Measuring Nutrients in Rainfall
In certain parts of Minnesota, recent research has shown that less nitrogen (N) fertilizer is needed in order to achieve an economically-optimal rate for corn. One possible explanation is that more N is falling on fields in rain and snowfall and being stored in the soil for the crop to use.
To test this hypothesis, University of Minnesota researchers installed rain gauges and snow collection stations at five locations across the state: Crookston, Morris, Becker, Lamberton, and Waseca. Sampling began in spring 2019 and has been collected continuously since then.
The study is ongoing but preliminary results from the first year of data indicate that between eight and 12 pounds of N per acre fell on Minnesota fields, with most of that coming in the spring and early summer. This is higher than the National Oceanic and Atmospheric Administration’s (NOAA) data, which estimates that six to eight pounds of N are deposited annually.

▶ [Given exercise 1]: From the rainfall nutrients text, print the passage starting at "The study is" and ending at "are deposited annually.".
▶ [Given exercise 2]: List the locations where the rainfall nutrients text says rain gauges and snow collection stations were installed.

▶ [Data entries]:
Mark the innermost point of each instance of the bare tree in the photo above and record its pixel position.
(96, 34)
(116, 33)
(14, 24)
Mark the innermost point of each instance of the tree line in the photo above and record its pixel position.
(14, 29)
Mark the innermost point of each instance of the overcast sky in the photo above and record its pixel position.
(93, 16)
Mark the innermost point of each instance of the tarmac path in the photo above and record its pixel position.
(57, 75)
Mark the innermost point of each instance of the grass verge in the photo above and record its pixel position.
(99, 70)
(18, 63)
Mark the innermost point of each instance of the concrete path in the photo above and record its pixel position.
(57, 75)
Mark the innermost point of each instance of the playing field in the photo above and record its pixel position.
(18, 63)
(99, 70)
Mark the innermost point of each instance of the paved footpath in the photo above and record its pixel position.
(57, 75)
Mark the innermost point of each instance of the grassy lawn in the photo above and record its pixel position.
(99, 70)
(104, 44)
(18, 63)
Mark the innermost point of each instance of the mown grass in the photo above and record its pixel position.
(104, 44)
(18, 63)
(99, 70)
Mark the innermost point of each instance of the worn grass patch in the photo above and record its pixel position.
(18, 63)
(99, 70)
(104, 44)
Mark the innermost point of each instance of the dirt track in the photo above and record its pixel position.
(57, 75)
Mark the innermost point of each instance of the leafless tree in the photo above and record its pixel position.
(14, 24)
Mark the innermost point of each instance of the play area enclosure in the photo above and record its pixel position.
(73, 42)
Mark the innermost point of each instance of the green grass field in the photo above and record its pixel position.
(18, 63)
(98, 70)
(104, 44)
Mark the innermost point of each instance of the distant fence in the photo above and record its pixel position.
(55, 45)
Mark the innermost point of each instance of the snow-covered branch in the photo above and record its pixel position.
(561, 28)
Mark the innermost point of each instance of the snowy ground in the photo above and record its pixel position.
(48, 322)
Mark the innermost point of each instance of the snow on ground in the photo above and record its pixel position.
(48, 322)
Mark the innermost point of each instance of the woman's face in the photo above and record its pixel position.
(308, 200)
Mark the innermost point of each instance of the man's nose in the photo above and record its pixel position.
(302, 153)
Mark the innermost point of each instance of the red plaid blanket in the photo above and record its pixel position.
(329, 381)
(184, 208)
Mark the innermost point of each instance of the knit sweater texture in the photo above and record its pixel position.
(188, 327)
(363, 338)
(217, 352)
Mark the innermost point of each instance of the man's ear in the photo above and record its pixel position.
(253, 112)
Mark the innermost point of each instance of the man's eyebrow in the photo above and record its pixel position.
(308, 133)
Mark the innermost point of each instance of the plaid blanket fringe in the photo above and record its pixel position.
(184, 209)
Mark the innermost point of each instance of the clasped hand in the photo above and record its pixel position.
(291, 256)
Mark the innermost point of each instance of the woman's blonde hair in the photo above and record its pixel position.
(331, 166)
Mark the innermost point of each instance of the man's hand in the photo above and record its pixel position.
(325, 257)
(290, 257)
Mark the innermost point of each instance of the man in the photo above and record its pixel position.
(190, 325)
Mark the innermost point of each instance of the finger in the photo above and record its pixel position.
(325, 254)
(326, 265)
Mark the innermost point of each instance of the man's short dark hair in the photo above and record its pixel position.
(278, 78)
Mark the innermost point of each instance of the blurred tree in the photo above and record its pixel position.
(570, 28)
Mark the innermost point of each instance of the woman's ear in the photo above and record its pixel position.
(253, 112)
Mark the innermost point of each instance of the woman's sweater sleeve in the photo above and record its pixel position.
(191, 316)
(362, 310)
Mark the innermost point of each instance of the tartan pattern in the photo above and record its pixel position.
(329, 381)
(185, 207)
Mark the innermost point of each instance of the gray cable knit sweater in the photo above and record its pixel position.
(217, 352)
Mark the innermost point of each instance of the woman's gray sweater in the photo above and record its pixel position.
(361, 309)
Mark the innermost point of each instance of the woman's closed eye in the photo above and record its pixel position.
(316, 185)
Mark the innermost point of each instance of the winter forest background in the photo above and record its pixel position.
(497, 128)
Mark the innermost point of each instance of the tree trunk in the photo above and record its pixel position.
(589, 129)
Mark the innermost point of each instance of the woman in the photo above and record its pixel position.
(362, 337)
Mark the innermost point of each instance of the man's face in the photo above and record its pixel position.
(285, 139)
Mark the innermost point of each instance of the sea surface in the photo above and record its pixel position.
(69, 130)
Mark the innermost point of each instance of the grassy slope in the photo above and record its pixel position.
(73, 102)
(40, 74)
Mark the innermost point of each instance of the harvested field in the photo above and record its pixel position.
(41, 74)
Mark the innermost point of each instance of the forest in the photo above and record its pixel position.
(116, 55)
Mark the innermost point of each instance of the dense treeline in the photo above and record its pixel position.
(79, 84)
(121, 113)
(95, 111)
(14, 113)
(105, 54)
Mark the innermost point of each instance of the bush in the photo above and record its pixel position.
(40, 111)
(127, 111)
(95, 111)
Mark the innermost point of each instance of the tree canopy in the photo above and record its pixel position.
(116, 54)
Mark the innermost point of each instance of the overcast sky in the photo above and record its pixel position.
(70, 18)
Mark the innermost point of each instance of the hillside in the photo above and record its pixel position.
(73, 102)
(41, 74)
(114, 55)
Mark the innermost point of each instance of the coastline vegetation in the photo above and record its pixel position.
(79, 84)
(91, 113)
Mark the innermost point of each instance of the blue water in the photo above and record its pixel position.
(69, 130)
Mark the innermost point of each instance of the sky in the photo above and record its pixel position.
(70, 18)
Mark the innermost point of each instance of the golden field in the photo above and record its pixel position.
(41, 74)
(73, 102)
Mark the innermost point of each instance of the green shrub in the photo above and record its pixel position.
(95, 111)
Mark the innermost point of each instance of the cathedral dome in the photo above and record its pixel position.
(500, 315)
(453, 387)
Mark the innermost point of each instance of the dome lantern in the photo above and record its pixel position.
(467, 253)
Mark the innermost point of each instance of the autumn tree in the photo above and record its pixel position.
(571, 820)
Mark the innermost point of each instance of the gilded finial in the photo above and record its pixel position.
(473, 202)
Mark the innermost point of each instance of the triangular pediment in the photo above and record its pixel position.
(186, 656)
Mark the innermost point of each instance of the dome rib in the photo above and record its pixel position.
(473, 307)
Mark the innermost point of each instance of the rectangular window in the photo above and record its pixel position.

▶ [Written reply 1]:
The study is ongoing but preliminary results from the first year of data indicate that between eight and 12 pounds of N per acre fell on Minnesota fields, with most of that coming in the spring and early summer. This is higher than the National Oceanic and Atmospheric Administration’s (NOAA) data, which estimates that six to eight pounds of N are deposited annually.

▶ [Written reply 2]: Crookston, Morris, Becker, Lamberton, Waseca